▸ WHAT IS EXPECTED:
In the patch below, how many files were changed, and how many lines were inserted and deleted?

From 8317e5d9765cc807beb12ea4a356d824ccf68970 Mon Sep 17 00:00:00 2001
From: Cyril Vallez <cyril.vallez@gmail.com>
Date: Fri, 29 Aug 2025 12:34:02 +0200
Subject: [PATCH 03/11] fix imports

---
 src/transformers/models/blip/modeling_blip_text.py     |  8 ++------
 .../models/deprecated/mctct/modeling_mctct.py          |  8 ++------
 src/transformers/models/esm/modeling_esm.py            |  8 ++------
 src/transformers/models/evolla/modeling_evolla.py      | 10 ++--------
 src/transformers/models/markuplm/modeling_markuplm.py  |  9 ++-------
 5 files changed, 10 insertions(+), 33 deletions(-)

diff --git a/src/transformers/models/blip/modeling_blip_text.py b/src/transformers/models/blip/modeling_blip_text.py
index 3eff5ac785e2..2eaf655d01be 100644
--- a/src/transformers/models/blip/modeling_blip_text.py
+++ b/src/transformers/models/blip/modeling_blip_text.py
@@ -31,12 +31,8 @@
     BaseModelOutputWithPoolingAndCrossAttentions,
     CausalLMOutputWithCrossAttentions,
 )
-from ...modeling_utils import (
-    PreTrainedModel,
-    apply_chunking_to_forward,
-    find_pruneable_heads_and_indices,
-    prune_linear_layer,
-)
+from ...modeling_utils import PreTrainedModel
+from ...pytorch_utils import apply_chunking_to_forward, find_pruneable_heads_and_indices, prune_linear_layer
 from ...utils import logging
 from ...utils.deprecation import deprecate_kwarg
 from .configuration_blip import BlipTextConfig
diff --git a/src/transformers/models/deprecated/mctct/modeling_mctct.py b/src/transformers/models/deprecated/mctct/modeling_mctct.py
index a6686c1eb2a1..6b4d73045159 100755
--- a/src/transformers/models/deprecated/mctct/modeling_mctct.py
+++ b/src/transformers/models/deprecated/mctct/modeling_mctct.py
@@ -28,13 +28,9 @@
 from ....modeling_attn_mask_utils import _prepare_4d_attention_mask
 from ....modeling_layers import GradientCheckpointingLayer
 from ....modeling_outputs import BaseModelOutput, CausalLMOutput
-from ....modeling_utils import (
-    PreTrainedModel,
-    apply_chunking_to_forward,
-    find_pruneable_heads_and_indices,
-    prune_linear_layer,
-)

▸ INFORMATION SHOWN:
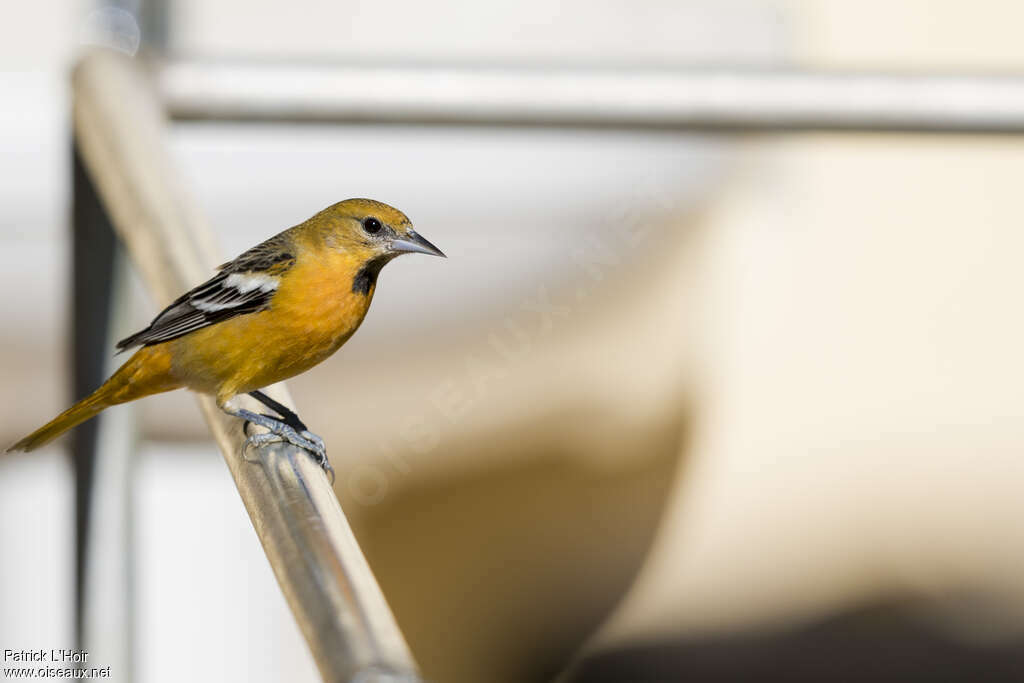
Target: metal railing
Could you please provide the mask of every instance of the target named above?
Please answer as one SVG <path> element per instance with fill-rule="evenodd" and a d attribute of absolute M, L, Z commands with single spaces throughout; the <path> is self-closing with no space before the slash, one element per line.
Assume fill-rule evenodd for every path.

▸ FINAL ANSWER:
Five files were changed, with 10 insertions and 33 deletions.